WHAT TO WORK ON:
**A)** List every technology and application trend that the article on infrastructure management names as one of the biggest disrupters of Enterprise IT today.
**B)** Carry on the article on infrastructure management from where it stops.
PAGE EXTRACT Block Start
How infrastructure management can make IT a trusted, agile partner

Cost, Complexity, Convergence Technology and application trends such as Big Data, storage and server growth, mobile applications, bring-your-own-device (BYOD) and social media are the biggest disrupters of Enterprise IT today.

The resultant pressure on IT organisations is to deliver a 24x7 "dial-tone" service levels that align with business demands for availability and performance while remaining ever-agile to meet continually evolving application and business requirements.

Compounding the complexity and risk of this "new normal" state on mission critical infrastructures are complex interdependencies and technology advances—leading to blindingly fast servers, converging infrastructure components, mass adoption of virtualisation, and rapid migration to the private cloud .

The key driver behind all of these trends is demand for anytime/anywhere application access and flawless performance—from any device. All this exponentially increases storage requirements, mobile data, IP traffic and servers, and fuels advances in new technologies. The result is a never-ending pace of rapid transformation, and explosive increase in complexity and risk.

Managing the new normal

It's now business-critical for enterprises to have a purpose-built infrastructure performance management platform.

One that is specifically designed for granular, real-time monitoring of performance throughout the infrastructure supporting mission critical applications and business processes. One that also assures system-wide performance and availability.

This platform should enable infrastructure teams (no matter if they are server, storage, virtualisation or performance focused) to de-risk mission critical workloads across physical, virtual and cloud based computing environments. At the same time it should also provide deep insights into the real-time performance of the IT infrastructure, so that the risk of virtualising new applications and deploying new technologies can be minimised.
PAGE EXTRACT Block End
DATA PROVIDED Block Start
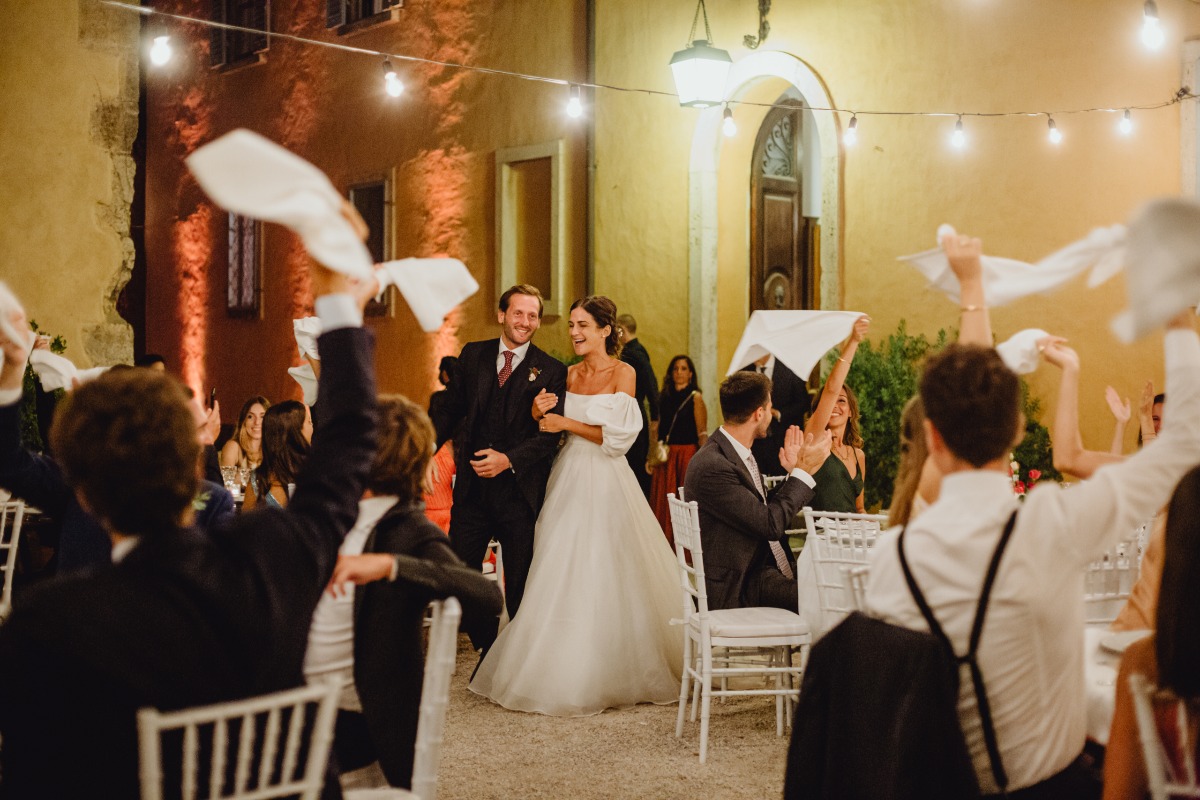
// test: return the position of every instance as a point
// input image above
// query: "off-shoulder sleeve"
(618, 416)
DATA PROVIDED Block End
ANSWERS FOR THE EXERCISE:
**A)**
Big Data
storage and server growth
mobile applications
bring-your-own-device (BYOD)
social media

**B)**
Leveraging such a platform would allow IT Organisations to align with business demands and application requirements, and become a trusted partner in driving business growth.

Impediments to aligning IT organisations with business goals: Minding and managing the gap

There are three main factors—people, processes and technology—and any one of them can prevent IT organisations from reaching a state of maturity, where they are seen by the broader organisation as a business advantage that can deliver exacting, cost-optimised service levels back to the organisation.

1. People and organisational structure

The IT organisation itself can impact business alignment, particularly if resources and management are functionally siloed. For example, organisations are often divided into Application, Server, Network, and Storage administrators. If there is a performance problem, the various administrators tend to make sure that it is not occurring in their domain. This structure pits teams against each other and results in finger pointing.

This predicament is further antagonised by device-specific system administration tools that provide a biased, myopic focus on only one facet of an IT infrastructure. When it comes to interrelated and interdependent systems, without a holistic and unbiased view of the environment, it's nearly impossible to manage performance—let alone quickly find root causes of problems or set accurate SLAs.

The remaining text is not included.